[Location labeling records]

****

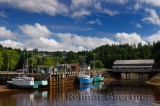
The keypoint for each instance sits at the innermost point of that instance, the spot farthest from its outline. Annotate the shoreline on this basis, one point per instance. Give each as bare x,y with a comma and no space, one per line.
154,80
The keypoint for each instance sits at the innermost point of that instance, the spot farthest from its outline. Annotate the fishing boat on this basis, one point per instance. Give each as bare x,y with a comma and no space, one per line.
21,83
88,86
85,79
42,83
98,78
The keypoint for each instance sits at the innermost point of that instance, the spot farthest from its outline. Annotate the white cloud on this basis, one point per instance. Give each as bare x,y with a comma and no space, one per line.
153,18
88,43
97,21
137,6
51,7
138,26
81,13
43,44
3,14
80,3
98,5
35,31
132,38
4,33
152,2
117,1
12,44
154,37
110,12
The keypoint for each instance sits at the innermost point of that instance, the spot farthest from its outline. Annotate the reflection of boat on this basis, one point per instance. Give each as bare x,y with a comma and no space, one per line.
98,78
98,83
21,83
25,83
82,87
41,83
85,79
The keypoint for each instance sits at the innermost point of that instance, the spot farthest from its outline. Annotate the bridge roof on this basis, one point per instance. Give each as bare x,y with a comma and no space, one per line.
146,61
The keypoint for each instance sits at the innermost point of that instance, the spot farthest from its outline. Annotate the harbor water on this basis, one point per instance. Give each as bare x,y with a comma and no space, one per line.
96,94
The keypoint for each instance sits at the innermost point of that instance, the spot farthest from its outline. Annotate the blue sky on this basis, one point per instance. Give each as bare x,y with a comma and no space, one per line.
52,25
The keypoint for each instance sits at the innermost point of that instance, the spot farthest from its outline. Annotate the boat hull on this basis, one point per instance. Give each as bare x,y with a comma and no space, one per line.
14,86
85,81
98,78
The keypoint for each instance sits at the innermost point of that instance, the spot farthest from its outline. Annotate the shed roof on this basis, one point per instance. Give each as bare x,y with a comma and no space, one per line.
147,61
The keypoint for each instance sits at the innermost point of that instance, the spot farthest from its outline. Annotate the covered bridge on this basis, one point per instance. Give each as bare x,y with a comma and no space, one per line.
133,65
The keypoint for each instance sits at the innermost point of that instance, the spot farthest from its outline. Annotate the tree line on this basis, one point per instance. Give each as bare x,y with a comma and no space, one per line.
102,57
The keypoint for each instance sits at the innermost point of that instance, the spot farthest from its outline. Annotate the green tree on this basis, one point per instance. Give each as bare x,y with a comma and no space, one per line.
97,63
1,60
13,58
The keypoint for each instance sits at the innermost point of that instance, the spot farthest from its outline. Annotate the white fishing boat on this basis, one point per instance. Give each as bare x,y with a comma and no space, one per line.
85,79
21,83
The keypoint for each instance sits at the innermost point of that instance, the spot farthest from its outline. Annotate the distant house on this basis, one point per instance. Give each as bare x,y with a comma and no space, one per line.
63,67
68,67
133,65
46,68
74,66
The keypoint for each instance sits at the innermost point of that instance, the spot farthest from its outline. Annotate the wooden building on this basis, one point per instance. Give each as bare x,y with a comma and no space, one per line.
133,65
46,68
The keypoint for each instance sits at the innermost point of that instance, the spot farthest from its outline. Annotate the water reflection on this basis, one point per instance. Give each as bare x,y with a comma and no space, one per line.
96,94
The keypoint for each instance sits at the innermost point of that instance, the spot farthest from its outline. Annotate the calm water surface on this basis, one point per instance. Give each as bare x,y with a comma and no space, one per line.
97,94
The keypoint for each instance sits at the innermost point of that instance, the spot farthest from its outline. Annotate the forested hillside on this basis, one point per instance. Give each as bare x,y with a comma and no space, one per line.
104,56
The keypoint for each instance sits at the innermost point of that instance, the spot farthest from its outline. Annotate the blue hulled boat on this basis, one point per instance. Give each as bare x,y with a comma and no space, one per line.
85,79
98,78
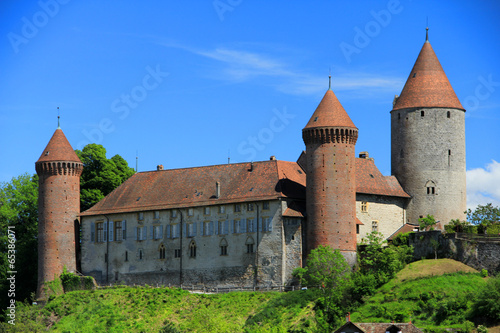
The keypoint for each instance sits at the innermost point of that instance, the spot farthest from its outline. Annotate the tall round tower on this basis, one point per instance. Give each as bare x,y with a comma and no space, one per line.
428,142
330,137
59,170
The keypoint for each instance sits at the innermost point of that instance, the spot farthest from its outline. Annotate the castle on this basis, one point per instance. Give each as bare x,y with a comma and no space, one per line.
251,224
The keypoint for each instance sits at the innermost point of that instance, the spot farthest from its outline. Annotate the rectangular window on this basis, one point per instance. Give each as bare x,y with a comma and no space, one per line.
100,232
118,231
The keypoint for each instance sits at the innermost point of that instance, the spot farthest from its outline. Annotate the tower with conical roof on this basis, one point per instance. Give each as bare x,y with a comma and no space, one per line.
330,137
428,142
59,170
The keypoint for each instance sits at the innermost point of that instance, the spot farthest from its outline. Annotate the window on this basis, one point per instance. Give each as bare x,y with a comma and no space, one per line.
250,243
161,251
158,232
192,250
191,229
267,224
100,231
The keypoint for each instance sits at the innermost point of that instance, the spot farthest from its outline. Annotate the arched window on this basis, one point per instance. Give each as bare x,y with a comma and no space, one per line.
192,249
223,247
250,245
161,251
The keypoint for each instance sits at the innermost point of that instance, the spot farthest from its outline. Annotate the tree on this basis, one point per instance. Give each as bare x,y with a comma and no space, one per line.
484,216
427,222
19,211
100,175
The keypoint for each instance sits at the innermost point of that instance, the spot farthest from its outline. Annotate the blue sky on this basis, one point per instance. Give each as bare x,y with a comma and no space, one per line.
192,83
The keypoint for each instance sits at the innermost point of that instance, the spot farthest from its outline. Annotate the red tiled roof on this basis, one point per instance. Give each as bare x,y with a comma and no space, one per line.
369,180
190,187
330,113
427,85
58,149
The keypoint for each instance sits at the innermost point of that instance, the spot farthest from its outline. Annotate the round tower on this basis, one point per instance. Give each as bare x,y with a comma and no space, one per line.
428,142
330,137
59,170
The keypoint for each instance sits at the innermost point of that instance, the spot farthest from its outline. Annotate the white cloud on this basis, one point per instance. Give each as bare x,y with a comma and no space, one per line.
483,185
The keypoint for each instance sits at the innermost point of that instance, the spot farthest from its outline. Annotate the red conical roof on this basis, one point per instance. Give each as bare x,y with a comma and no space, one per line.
58,149
330,113
427,85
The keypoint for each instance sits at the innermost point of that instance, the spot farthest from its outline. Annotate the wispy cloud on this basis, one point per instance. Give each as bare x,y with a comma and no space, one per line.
241,65
483,185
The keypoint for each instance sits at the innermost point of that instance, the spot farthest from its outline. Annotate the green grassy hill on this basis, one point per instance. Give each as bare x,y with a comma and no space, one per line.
434,294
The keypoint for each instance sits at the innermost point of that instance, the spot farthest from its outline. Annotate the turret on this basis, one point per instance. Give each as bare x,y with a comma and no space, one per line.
428,142
59,170
330,138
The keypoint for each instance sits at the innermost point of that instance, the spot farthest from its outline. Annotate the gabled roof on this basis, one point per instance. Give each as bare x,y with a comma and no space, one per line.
58,149
369,180
191,187
329,113
427,84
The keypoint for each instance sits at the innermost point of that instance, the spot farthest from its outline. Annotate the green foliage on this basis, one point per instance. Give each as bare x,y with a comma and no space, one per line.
100,175
19,211
427,222
484,216
486,303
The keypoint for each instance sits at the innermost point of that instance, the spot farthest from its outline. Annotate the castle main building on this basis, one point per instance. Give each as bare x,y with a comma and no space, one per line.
251,224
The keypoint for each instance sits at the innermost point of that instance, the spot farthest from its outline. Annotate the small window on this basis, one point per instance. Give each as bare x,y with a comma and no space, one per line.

****

◆ What is expected
Print all of the entries word for word. Skip any images they contain.

◆ Exercise result
The keypoint for each instance sits at the innermost point of that instance, the spot farthest from its outline. Annotate the shoreline on this basis, one point per instance. Give each as bare x,y with a comma and no space, one per line.
154,80
The keypoint for each instance sits at the innermost point of that instance, the spot farthest from its outline. Annotate the fishing boat on this basis, one point per instance. Give each as bare x,y with a comma and no space, one per line.
21,83
88,86
85,79
42,83
98,78
The keypoint for each instance sits at the innermost point of that instance, the spot farthest from its outline. Annotate the white cloud on this basis, one point per instance. Give each as bare x,y with a comma and no space, one per line.
153,18
88,43
97,21
137,6
51,7
138,26
81,13
43,44
3,14
80,3
98,5
35,31
132,38
4,33
152,2
117,1
12,44
154,37
110,12
The keypoint for each instance sits at the innermost point of that instance, the spot farthest from its outline. Annotate the reflection of boat on this basis, one point per instance. Give each as bare x,y with a comma and no space, one per line.
98,78
98,83
21,83
25,83
82,87
41,83
85,79
The keypoint for each instance sits at the innermost point of that instance, the spot farthest from its outline. Annotate the bridge roof on this basis, one point per instance. Give each as bare x,y with a comma and no space, one per line.
146,61
The keypoint for each instance sits at the innermost point of that instance, the spot farthest from its outline. Annotate the harbor water on this basis, one point per instance. Give each as bare x,y with a comma and no space, one per line.
96,94
The keypoint for each instance sits at the innermost point of that instance, the spot farthest from its outline. Annotate the blue sky on this basis, one point per instance. Give each as bare x,y with a comma and no space, one per line.
52,25
The keypoint for each instance sits at the innermost point of that instance, the spot farthest from its outline. Annotate the boat hull on this basis, one point per instance. Give each as bare x,y with a comma and no space, one per line.
14,86
85,81
98,78
The keypoint for each instance sits at the innermost point of that instance, the spot farthest from its outline. Annotate the shed roof on this basis, one point per instance. Give each as bare x,y with a comma and no space, one per line.
147,61
The keypoint for each instance sits at the innermost point of that instance, the spot farthest from its outline. Annotate the covered bridge on this basis, one point per instance. Give each as bare x,y with a comma and no space, one per line.
133,65
The keypoint for each instance sits at the innermost point of that instance, the spot farthest from its outline. Annotate the tree line on this basis, one point per instance. Give each as bare x,y with a comma and no space, one per line.
102,57
The keypoint for each instance sits at the innermost point of that instance, the spot farthest from its outline. Annotate the green tree on this basis, one point per instance. Give each as bare x,y with a comma and no space, one per line.
97,63
1,60
13,58
The keypoint for each instance sits at the innermost point of that instance, the spot farthest from its outline. Annotate the white fishing boat on this basis, one point per instance. Give each as bare x,y with a comma and no space, one per line.
85,79
21,83
The keypoint for each instance sits at the innermost point of that instance, the spot farthest from its outline. Annotate the distant house on this basis, one point per instance. Give each as bare x,y with a comma and no space, one per line.
63,67
68,67
133,65
46,68
74,66
The keypoint for each instance sits at the innermost point of that instance, the spot farthest from its outline. Annotate the wooden building on this basis, one point per instance. Give each as bare x,y with a comma and no space, one per line.
133,65
46,68
The keypoint for each instance sits at the innermost point of that instance, the spot farthest from its outline. Annotate the water reflection on this basis, one point per instance. Give each as bare x,y with a comma and no space, one per line.
96,94
The keypoint for each instance sits at the innermost point of that instance, the spot farthest from its outline. Annotate the calm water surface on this basis, one point per instance. Give each as bare x,y with a comma and no space, one per line.
97,94
The keypoint for each instance sits at the innermost point of that instance, the spot farthest from its outline. Annotate the forested hillside on this basis, one point per instance. Give each as bare x,y with a comma and no space, one per line.
104,56
The keypoint for each instance sits at the innermost point of that instance, the spot farthest from its outline. Annotate the blue hulled boat on this basis, one point per instance. Give each as bare x,y with a comma and no space, one per line.
85,79
98,78
The keypoint for each instance sits at the innermost point of that instance, the spot farthest from its outline. Annotate the tall round tower on this basis, one point per instance. Give each as bare x,y with a comma and no space, one per line.
428,142
330,137
59,170
The keypoint for each instance sits at the innermost point of that instance, the spot farthest from its outline. Annotate the castle on this basis, one point per instance. Give each as bare x,y with a comma and no space, one per line.
251,224
The keypoint for each instance sits at the innermost point of that instance, the spot farthest from its outline. Annotate the rectangular window on this basis, one point per instance. Give each as bare x,y with a comma and no space, one per line.
100,232
118,231
The keypoint for each instance sits at the innermost point of that instance, the spot farthest from its outline. Annotate the tower with conical roof on this basis, one point per instance. Give each as bare x,y with a comma and no space, one per line.
330,137
428,142
59,170
The keypoint for each instance sits at the innermost point of that instance, the spot farthest from its outline. Annotate the window on this basis, one point per instance. Give each as bare x,y with a comma and no space, one per line.
250,243
161,251
158,232
192,250
191,229
267,224
100,231
The keypoint for each instance sits at the innermost point of that instance, the spot farthest from its outline. Annotate the arched window on this basis, one point per instance. Give each as bare x,y with a comma and no space, one per line.
192,249
223,247
250,245
161,251
The keypoint for each instance sits at the innermost point of that instance, the spot farthest from its outline. Annotate the tree on this basis, one point per instance. Give each as bare x,y with a comma and no space, one per line.
484,216
427,222
19,211
100,175
The keypoint for each instance sits at the innermost point of that instance, the spot farthest from its outline. Annotate the blue sky on this basis, one point per instance. Give each as bare x,y with a comma and no space, one per line.
192,83
The keypoint for each instance sits at the innermost point of that instance, the spot farthest from its outline. Annotate the red tiled roof on this basis, one point per instance. Give each as bare x,y with a comma and no space, one per line.
369,180
190,187
330,113
427,85
58,149
The keypoint for each instance sits at the innermost point of that instance, the spot farthest from its outline. Annotate the round tower on this basis, one point per instance. Give each as bare x,y with a comma and no space, one per line.
428,142
330,137
59,170
The keypoint for each instance sits at the innermost point of that instance, the spot farthest from its outline. Annotate the white cloud on this basis, one point per instance. Give each as bare x,y with a comma and no space, one per line.
483,185
The keypoint for each instance sits at the innermost point of that instance, the spot farthest from its outline. Annotate the red conical roof on this basis, one point per instance. Give each as bare x,y with a comma and no space, one per line.
58,149
330,113
427,85
The keypoint for each instance sits at the innermost point of that instance, the spot farthest from its outline. Annotate the wispy cloud on this basis, one point per instance. Give each as bare x,y with a comma and no space, one per line.
241,65
483,185
The keypoint for each instance sits at the innermost point of that instance, the spot farthest from its outline. Annotate the green grassy hill on this basis, one point per instance. Give each as bare x,y with a comma and no space, one per line.
434,294
The keypoint for each instance sits at the innermost point of that instance, the spot farthest from its outline. Annotate the turret on this basis, one point per instance. Give each as bare x,y with a comma and no space, one per line.
428,142
59,170
330,138
The keypoint for each instance sits at the innermost point of that instance, the spot farthest from its outline. Annotate the gabled roof on this basis, one point per instance. Give each as bare x,y with a comma and no space, one per line.
58,149
369,180
191,187
329,113
427,84
The keypoint for each instance sits at the innermost point of that instance, the spot farthest from its outline. Annotate the green foliage on this basis, one point per instance. Give each as bare x,y with a comma and no space, one per line.
100,175
19,211
427,222
484,216
486,303
The keypoint for each instance sits at the innermost point of that instance, the spot farthest from its outline. Annotate the castle main building on this basis, one point per instance. Give each as bare x,y with a comma and no space, one per line.
251,224
The keypoint for each instance sits at the innermost point of that instance, the spot farthest from its outline. Annotate the small window on this basis, one point per instance. Give each as bare x,y with a comma and no space, one per line.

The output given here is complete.